== Task instructions ==
Repeat word for word the passage in the Kansas National Guard text below that lies between "Its wonderful to" and "ran with it.", inclusive.

(Beginning of Text excerpt)

When a disaster or emergency strikes, members of the Kansas National Guard stand ready to help when and where theyre needed.
As Guardsmen, we live and work in our communities in both our civilian and military jobs, Maj. Gen. David Weishaar, the adjutant general of Kansas and director of the Kansas Division of Emergency Management said. If you see uniformed members of the military in your community, they are simply there to assist the local authorities with the current COVID-19 response. Our Kansas Guardsmen and women are eager to support their communities wherever they are needed, whether it is assisting with food distribution, removal of debris after a tornado, battling wildland fires or rescuing people from floods. We are here to help our neighbors in their time of need.
Its wonderful to have them here, Valerie Remy, volunteer engagement supervisor for Topeka Harvesters, said about Kansas Guard members working in their warehouse. They know what theyre doing. I just gave them the (order) sheet and they ran with it.
Remy said the Topeka Harvesters organization, 215 SE Quincy St., found itself short-handed due to the restrictions placed on the number of people who could work at any one time. The group contacted the Kansas Division of Emergency Management, who asked the Kansas National Guard to assist the Harvesters warehouse to move pallets of food, organize them and help pack boxes to be distributed to those in need. Remy said having the soldiers and airmen help is a blessing.
Kansas National Guard members are also assisting Harvesters in Kansas City at 3801 Topping Road, Kansas City, Missouri.

(End of Text excerpt)
(Beginning of Dataset extract)

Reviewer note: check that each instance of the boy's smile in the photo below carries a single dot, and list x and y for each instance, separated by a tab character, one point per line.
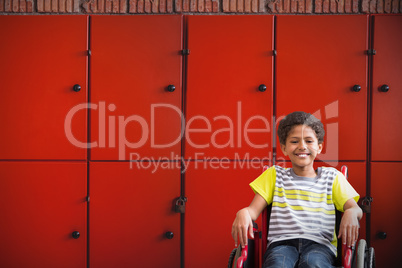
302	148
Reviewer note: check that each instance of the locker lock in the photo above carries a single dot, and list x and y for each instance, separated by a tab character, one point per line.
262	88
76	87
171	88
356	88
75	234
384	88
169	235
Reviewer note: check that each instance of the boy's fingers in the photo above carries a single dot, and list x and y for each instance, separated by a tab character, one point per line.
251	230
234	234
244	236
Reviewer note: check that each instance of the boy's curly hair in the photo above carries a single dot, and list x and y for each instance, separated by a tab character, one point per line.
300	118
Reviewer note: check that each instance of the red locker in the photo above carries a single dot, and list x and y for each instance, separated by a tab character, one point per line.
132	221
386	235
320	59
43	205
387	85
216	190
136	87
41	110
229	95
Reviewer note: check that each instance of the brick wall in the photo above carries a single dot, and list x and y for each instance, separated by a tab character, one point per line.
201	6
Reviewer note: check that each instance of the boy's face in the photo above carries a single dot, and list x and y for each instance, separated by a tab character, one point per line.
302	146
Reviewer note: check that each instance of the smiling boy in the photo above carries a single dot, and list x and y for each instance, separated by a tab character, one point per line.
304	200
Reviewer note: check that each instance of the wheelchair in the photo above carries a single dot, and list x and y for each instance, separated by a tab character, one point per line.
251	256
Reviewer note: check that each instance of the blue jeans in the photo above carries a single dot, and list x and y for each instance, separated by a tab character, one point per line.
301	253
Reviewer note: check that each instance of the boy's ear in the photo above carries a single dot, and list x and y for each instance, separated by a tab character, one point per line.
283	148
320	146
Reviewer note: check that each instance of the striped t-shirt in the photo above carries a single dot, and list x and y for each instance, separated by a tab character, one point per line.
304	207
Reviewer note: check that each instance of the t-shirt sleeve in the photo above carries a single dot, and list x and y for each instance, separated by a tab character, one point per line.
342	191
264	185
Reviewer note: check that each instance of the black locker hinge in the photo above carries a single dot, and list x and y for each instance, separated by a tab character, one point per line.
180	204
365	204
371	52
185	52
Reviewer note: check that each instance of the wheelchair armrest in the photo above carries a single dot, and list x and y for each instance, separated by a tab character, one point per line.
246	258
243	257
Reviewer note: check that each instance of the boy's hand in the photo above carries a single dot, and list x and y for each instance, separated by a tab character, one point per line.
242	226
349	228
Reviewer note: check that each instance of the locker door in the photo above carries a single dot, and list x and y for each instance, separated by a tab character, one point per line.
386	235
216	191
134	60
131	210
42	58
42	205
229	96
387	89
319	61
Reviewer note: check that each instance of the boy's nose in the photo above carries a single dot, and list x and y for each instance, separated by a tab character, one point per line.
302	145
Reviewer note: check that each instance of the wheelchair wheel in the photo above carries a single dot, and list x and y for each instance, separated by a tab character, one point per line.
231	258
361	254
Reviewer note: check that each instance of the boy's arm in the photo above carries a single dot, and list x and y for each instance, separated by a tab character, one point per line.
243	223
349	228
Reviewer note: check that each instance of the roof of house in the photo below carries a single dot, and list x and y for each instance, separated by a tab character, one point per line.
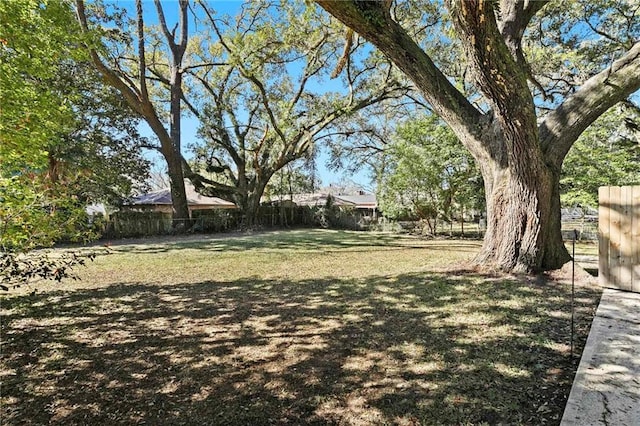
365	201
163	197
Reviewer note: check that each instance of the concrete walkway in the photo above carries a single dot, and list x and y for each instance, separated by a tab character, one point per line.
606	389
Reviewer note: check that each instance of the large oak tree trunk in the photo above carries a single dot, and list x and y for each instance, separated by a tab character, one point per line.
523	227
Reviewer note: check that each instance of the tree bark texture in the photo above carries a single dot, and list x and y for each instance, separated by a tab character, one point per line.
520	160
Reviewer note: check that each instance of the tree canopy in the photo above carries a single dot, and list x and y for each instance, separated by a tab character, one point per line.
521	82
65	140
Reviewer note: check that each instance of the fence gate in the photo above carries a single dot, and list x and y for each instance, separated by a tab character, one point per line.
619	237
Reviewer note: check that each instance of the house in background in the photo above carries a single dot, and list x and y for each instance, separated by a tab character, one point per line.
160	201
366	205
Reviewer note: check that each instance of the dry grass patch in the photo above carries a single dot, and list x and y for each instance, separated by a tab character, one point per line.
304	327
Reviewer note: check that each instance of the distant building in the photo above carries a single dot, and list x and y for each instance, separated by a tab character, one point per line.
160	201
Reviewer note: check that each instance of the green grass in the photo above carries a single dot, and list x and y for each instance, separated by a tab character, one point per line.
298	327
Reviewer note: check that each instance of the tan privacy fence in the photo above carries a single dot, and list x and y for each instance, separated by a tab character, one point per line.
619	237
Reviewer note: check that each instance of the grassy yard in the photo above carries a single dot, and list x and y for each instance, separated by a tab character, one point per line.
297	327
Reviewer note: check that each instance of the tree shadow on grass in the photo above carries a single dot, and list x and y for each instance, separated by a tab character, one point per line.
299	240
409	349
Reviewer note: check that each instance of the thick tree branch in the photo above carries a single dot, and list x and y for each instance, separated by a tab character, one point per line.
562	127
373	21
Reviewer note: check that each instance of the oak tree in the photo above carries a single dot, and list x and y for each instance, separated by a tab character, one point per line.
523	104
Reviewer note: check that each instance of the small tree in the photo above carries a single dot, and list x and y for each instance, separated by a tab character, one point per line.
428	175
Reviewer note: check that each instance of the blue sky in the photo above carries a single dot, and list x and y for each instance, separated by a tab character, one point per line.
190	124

(End of Dataset extract)

== Response below ==
Its wonderful to have them here, Valerie Remy, volunteer engagement supervisor for Topeka Harvesters, said about Kansas Guard members working in their warehouse. They know what theyre doing. I just gave them the (order) sheet and they ran with it.